* _Exercise_
Reproduce the lines below verbatim, starting at the line that contains "Outline every instance of the black" and ending with the last line of the items. Give only those lines.

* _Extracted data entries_
+++

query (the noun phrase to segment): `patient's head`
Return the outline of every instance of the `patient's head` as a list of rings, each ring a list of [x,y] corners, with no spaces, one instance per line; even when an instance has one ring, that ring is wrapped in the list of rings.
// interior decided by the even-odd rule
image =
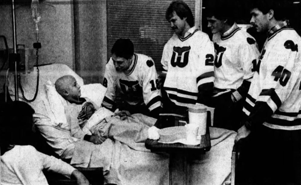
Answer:
[[[63,76],[55,82],[57,91],[65,99],[71,103],[78,103],[81,95],[80,86],[71,75]]]
[[[0,146],[1,155],[11,149],[10,146],[32,145],[33,114],[34,110],[24,102],[5,103],[1,113]]]

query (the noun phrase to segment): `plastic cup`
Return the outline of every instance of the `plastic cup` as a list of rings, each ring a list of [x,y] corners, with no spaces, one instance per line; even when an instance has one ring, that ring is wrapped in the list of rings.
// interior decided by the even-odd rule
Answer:
[[[195,105],[188,109],[188,118],[190,124],[196,125],[199,127],[197,136],[206,134],[207,126],[207,108],[202,105]]]
[[[193,144],[197,142],[198,125],[194,124],[185,125],[186,140],[188,144]]]

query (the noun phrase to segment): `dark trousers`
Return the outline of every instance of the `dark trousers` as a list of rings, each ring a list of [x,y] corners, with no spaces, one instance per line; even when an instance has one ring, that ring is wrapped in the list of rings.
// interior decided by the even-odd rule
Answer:
[[[262,125],[244,139],[237,166],[238,184],[301,184],[301,130]]]
[[[214,107],[213,126],[237,131],[241,126],[244,114],[242,111],[244,100],[234,103],[230,92],[211,99],[211,106]]]

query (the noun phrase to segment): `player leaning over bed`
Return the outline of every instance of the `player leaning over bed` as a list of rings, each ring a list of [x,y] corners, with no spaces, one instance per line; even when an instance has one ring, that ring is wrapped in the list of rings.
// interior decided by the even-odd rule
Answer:
[[[117,40],[111,53],[103,83],[107,88],[103,106],[113,111],[118,108],[157,117],[161,109],[161,93],[153,59],[134,53],[129,39]],[[116,90],[121,93],[123,102],[118,104]]]
[[[107,110],[106,112],[110,112],[110,115],[101,118],[96,123],[100,124],[100,130],[93,130],[95,131],[93,135],[90,135],[89,131],[87,132],[82,129],[86,124],[87,120],[95,113],[101,115],[104,113],[103,112],[96,113],[100,108],[98,106],[88,99],[79,97],[81,95],[80,86],[73,76],[62,76],[57,80],[55,85],[57,91],[67,100],[65,113],[73,137],[100,144],[109,137],[117,137],[120,140],[121,135],[124,136],[123,134],[130,131],[130,134],[126,134],[129,137],[129,140],[134,142],[144,142],[147,137],[148,127],[147,125],[151,126],[154,123],[155,119],[141,114],[132,116],[127,111],[119,111],[114,113]],[[106,109],[104,107],[103,108]],[[123,121],[124,120],[124,122]],[[137,121],[142,122],[143,124]],[[105,125],[110,125],[107,128],[109,130],[104,131]],[[86,134],[87,133],[89,134]]]

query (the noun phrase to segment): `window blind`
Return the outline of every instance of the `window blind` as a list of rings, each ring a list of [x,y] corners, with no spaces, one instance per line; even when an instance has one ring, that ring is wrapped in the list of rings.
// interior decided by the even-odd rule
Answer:
[[[185,1],[194,15],[195,0]],[[129,39],[134,52],[152,57],[157,71],[162,71],[164,45],[173,32],[165,19],[171,1],[107,0],[108,61],[111,49],[118,39]]]

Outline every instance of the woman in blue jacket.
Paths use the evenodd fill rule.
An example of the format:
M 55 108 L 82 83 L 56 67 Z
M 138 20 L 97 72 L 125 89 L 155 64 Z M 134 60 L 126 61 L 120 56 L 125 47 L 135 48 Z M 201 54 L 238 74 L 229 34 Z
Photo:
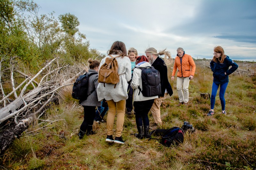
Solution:
M 220 89 L 220 99 L 221 104 L 222 113 L 226 115 L 225 111 L 225 99 L 224 95 L 228 83 L 228 75 L 233 73 L 238 67 L 238 65 L 229 59 L 224 53 L 224 50 L 220 46 L 217 46 L 213 49 L 213 58 L 210 63 L 212 71 L 213 72 L 213 81 L 211 97 L 211 110 L 207 114 L 211 116 L 214 114 L 215 98 L 219 86 Z M 232 67 L 229 69 L 229 66 Z

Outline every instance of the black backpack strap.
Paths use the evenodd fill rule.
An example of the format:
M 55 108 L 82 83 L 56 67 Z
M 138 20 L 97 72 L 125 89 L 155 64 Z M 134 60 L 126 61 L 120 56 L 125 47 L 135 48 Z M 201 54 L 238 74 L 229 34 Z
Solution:
M 142 71 L 144 70 L 144 69 L 145 69 L 145 68 L 144 67 L 135 67 L 134 68 L 140 68 L 141 70 L 141 73 L 142 73 L 141 74 L 142 74 Z M 139 94 L 138 95 L 139 95 L 140 94 L 140 92 L 142 91 L 141 90 L 141 88 L 140 87 L 140 85 L 139 85 L 139 87 L 138 87 L 138 89 L 139 89 L 140 90 L 140 92 L 139 92 Z
M 149 139 L 153 139 L 159 140 L 162 140 L 162 138 L 161 139 L 158 139 L 157 138 L 151 138 L 151 137 L 154 134 L 159 134 L 160 133 L 163 134 L 165 131 L 166 131 L 167 130 L 168 130 L 168 129 L 158 129 L 152 131 L 151 132 L 150 132 L 150 133 L 149 133 L 149 136 L 150 136 L 150 138 Z
M 85 73 L 85 74 L 87 74 L 87 73 Z M 90 77 L 90 76 L 91 76 L 91 75 L 94 75 L 94 74 L 98 74 L 98 73 L 95 73 L 95 72 L 92 73 L 91 73 L 90 74 L 88 74 L 88 78 L 89 78 L 89 77 Z M 95 89 L 94 89 L 92 91 L 91 91 L 91 92 L 89 93 L 88 95 L 87 95 L 87 97 L 88 97 L 88 96 L 90 96 L 91 95 L 91 94 L 92 94 L 92 92 L 93 92 L 95 90 Z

+++

* _The solution_
Outline every instance of the black backpack strap.
Paths use the evenodd fill rule.
An example of the format:
M 55 108 L 82 83 L 56 67 Z
M 138 20 L 97 72 L 125 89 L 155 64 Z M 134 60 L 126 61 L 120 56 L 125 47 L 135 48 Z M 201 54 L 238 74 L 229 34 Z
Solution:
M 142 71 L 144 70 L 144 69 L 145 69 L 145 68 L 144 67 L 135 67 L 134 68 L 140 68 L 141 70 L 141 73 L 142 73 L 141 74 L 142 74 Z M 139 94 L 138 95 L 139 95 L 140 94 L 140 92 L 142 91 L 141 90 L 141 88 L 140 87 L 140 85 L 139 85 L 139 87 L 138 87 L 138 89 L 139 89 L 140 90 L 140 92 L 139 92 Z
M 149 139 L 153 139 L 159 140 L 162 140 L 162 138 L 161 139 L 158 139 L 157 138 L 151 138 L 151 137 L 154 134 L 159 134 L 160 133 L 163 134 L 165 131 L 166 131 L 167 130 L 168 130 L 168 129 L 158 129 L 152 131 L 151 132 L 150 132 L 150 133 L 149 133 L 149 136 L 150 136 L 150 138 Z
M 85 73 L 85 74 L 87 74 L 87 73 Z M 90 77 L 90 76 L 91 76 L 91 75 L 94 75 L 94 74 L 98 74 L 98 73 L 95 73 L 95 72 L 92 73 L 91 73 L 90 74 L 88 74 L 88 78 L 89 78 L 89 77 Z M 95 89 L 94 89 L 92 91 L 91 91 L 91 92 L 89 93 L 88 95 L 87 95 L 87 97 L 88 97 L 88 96 L 90 96 L 91 95 L 91 94 L 92 94 L 92 92 L 93 92 L 95 90 Z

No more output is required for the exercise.